## Bloque de texto
━━━━━━━━━━━━━━━━
2o.Durante la confesión:

a) Debemos ponernos humildemente a los pies del sacerdote, cómo si éste fuese el mismo Dios (debido a que el sacerdote representa a Dios), o como si se estuviera al pie de la cruz, entre la Santísima Virgen y San Juan, considerando que precisamente Cristo estuvo ahí por nuestros pecados.

b) Confesemos nuestros pecados con toda sencillez y sinceridad, sin ocultar ni disimular ninguna falta; abramos nuestra alma como un libro, confesando los pecados tal como se han cometido en presencia de Dios; respondiendo al sacerdote y escuchándole como se haría con el mismo Jesucristo allí presente.

c) Debemos pensar que es con Dios con quien nos confesamos; como si estuviésemos a punto de morir y de comparecer ante su tribunal; con deseo de purificar nuestra alma y convertirla en hermosa y agradable al Señor, digna de recibir el cuerpo de Jesucristo. No debemos salir jamás de la confesión teniendo todavía algo que oprima nuestra conciencia y corazón.

Lamentablemente ¡Cuántas confesiones son nulas y sacrílegas, por falta de contrición o de integridad! Debemos de tener cuidado con estos defectos.

3oDespués de la confesión:

a) Debemos de dar gracias a Dios, no sólo unos instantes, sino durante varios días.

b) Cumplamos la penitencia lo más rápido posible, ya que si nos tardamos podemos cometer un pecado, por ese mismo hecho; Hagamos alguna otra penitencia o obras satisfactorias con permiso del confesor.

c) Evitemos de una manera más cuidadosa los pecados habituales (o sea aquellos que muy regularmente se cometen) y huir de las ocasiones o peligros de pecar.

¿Cuándo hay que confesarse?
━━━━━━━━━━━━━━━━
## Datos proporcionados
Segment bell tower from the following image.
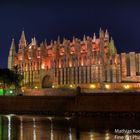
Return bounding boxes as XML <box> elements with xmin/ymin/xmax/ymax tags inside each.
<box><xmin>8</xmin><ymin>39</ymin><xmax>16</xmax><ymax>70</ymax></box>
<box><xmin>19</xmin><ymin>30</ymin><xmax>27</xmax><ymax>51</ymax></box>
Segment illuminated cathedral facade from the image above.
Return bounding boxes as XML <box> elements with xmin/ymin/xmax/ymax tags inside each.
<box><xmin>8</xmin><ymin>29</ymin><xmax>140</xmax><ymax>89</ymax></box>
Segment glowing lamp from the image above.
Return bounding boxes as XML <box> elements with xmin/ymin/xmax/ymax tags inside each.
<box><xmin>105</xmin><ymin>84</ymin><xmax>110</xmax><ymax>89</ymax></box>
<box><xmin>90</xmin><ymin>84</ymin><xmax>96</xmax><ymax>89</ymax></box>
<box><xmin>123</xmin><ymin>85</ymin><xmax>130</xmax><ymax>89</ymax></box>
<box><xmin>41</xmin><ymin>64</ymin><xmax>45</xmax><ymax>69</ymax></box>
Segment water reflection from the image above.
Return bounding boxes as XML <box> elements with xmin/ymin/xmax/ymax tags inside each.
<box><xmin>0</xmin><ymin>115</ymin><xmax>140</xmax><ymax>140</ymax></box>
━━━━━━━━━━━━━━━━
## Problema a resolver
Reproduce palabra por palabra el texto completo sobre la confesión. Las entradas no tienen ningún papel en esto.

## Resultado del ejercicio
2o.Durante la confesión:

a) Debemos ponernos humildemente a los pies del sacerdote, cómo si éste fuese el mismo Dios (debido a que el sacerdote representa a Dios), o como si se estuviera al pie de la cruz, entre la Santísima Virgen y San Juan, considerando que precisamente Cristo estuvo ahí por nuestros pecados.

b) Confesemos nuestros pecados con toda sencillez y sinceridad, sin ocultar ni disimular ninguna falta; abramos nuestra alma como un libro, confesando los pecados tal como se han cometido en presencia de Dios; respondiendo al sacerdote y escuchándole como se haría con el mismo Jesucristo allí presente.

c) Debemos pensar que es con Dios con quien nos confesamos; como si estuviésemos a punto de morir y de comparecer ante su tribunal; con deseo de purificar nuestra alma y convertirla en hermosa y agradable al Señor, digna de recibir el cuerpo de Jesucristo. No debemos salir jamás de la confesión teniendo todavía algo que oprima nuestra conciencia y corazón.

Lamentablemente ¡Cuántas confesiones son nulas y sacrílegas, por falta de contrición o de integridad! Debemos de tener cuidado con estos defectos.

3oDespués de la confesión:

a) Debemos de dar gracias a Dios, no sólo unos instantes, sino durante varios días.

b) Cumplamos la penitencia lo más rápido posible, ya que si nos tardamos podemos cometer un pecado, por ese mismo hecho; Hagamos alguna otra penitencia o obras satisfactorias con permiso del confesor.

c) Evitemos de una manera más cuidadosa los pecados habituales (o sea aquellos que muy regularmente se cometen) y huir de las ocasiones o peligros de pecar.

¿Cuándo hay que confesarse?